» Rows
● ● ● ● ● ● ●

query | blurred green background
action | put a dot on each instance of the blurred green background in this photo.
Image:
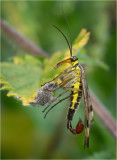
(25, 134)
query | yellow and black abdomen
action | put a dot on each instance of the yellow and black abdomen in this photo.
(75, 97)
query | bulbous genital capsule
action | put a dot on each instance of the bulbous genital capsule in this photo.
(45, 94)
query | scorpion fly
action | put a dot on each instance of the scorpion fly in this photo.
(72, 79)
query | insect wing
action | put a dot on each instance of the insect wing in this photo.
(88, 110)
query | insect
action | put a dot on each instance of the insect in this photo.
(72, 79)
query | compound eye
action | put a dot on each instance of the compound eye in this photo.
(51, 84)
(75, 58)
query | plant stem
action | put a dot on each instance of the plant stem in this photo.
(30, 47)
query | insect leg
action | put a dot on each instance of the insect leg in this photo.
(79, 127)
(58, 103)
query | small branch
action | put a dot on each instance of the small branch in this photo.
(104, 115)
(21, 40)
(30, 47)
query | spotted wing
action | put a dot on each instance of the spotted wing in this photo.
(88, 110)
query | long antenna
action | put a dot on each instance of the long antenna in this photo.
(64, 37)
(69, 30)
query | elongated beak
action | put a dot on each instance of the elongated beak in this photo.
(69, 60)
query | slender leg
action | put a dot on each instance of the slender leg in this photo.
(79, 127)
(58, 103)
(61, 74)
(67, 89)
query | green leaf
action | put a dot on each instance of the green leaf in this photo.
(22, 77)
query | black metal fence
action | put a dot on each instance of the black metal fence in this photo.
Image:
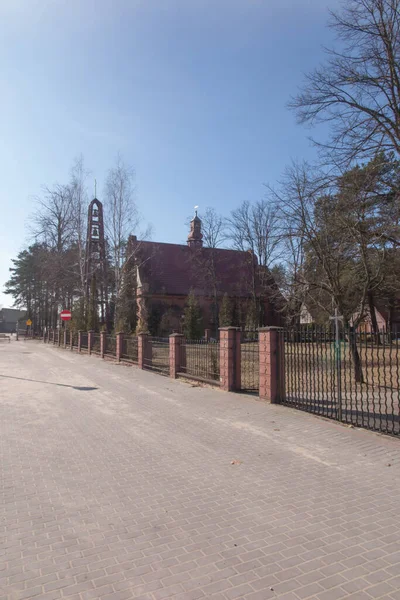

● ● ● ● ● ● ●

» Given instruction
Rewrite every line of the items above as a numbered list, skipping blank lines. Leave the pictures out.

» Final result
1. query | blurred green background
2. action | put a dot on each instance of the blurred green background in this photo.
3. Image:
4. (25, 134)
5. query | yellow and black abdomen
6. action | put a dot on each instance of the yellow and black abdomen in this photo.
7. (75, 97)
8. query | bulbous genital capsule
9. action | put a dot on each instance of the bulbous genital capsule in this photo.
10. (45, 94)
11. query | scorpion fly
12. action | put a dot on each instance of the scorpion fly in this photo.
13. (72, 79)
14. query | insect wing
15. action | put a dot on each instance of the insect wing in this photo.
16. (88, 110)
17. query | insect
18. action | put a dot on each instance of the insect in this photo.
19. (72, 79)
20. query | compound eye
21. action | put a dot on each instance of the compound eye in this photo.
22. (51, 84)
23. (75, 58)
24. query | plant stem
25. action | put a dot on each instance of the plant stem in this photo.
26. (30, 47)
27. query | insect leg
28. action | put a dot on each instance of the insect leg in this photo.
29. (79, 127)
30. (58, 103)
31. query | small branch
32. action | put a dot on each instance of the small branch in this photo.
33. (104, 115)
34. (21, 40)
35. (30, 47)
36. query | spotted wing
37. action | put a dot on each instance of the spotted wing in this photo.
38. (88, 110)
39. query | long antenna
40. action | put a dot on each instance of the long antenna in this photo.
41. (64, 37)
42. (69, 30)
43. query | elongated beak
44. action | put a dot on each instance of the elongated beak in this photo.
45. (69, 60)
46. query | slender leg
47. action | put a dot on each instance of the slender leg in this photo.
48. (79, 127)
49. (58, 103)
50. (61, 74)
51. (67, 89)
52. query | green leaf
53. action | put a dot on each instance of the green leaf in this photo.
54. (22, 77)
55. query | black metal fence
56. action | put a dot on each instance of the black metal fence in this photo.
57. Image:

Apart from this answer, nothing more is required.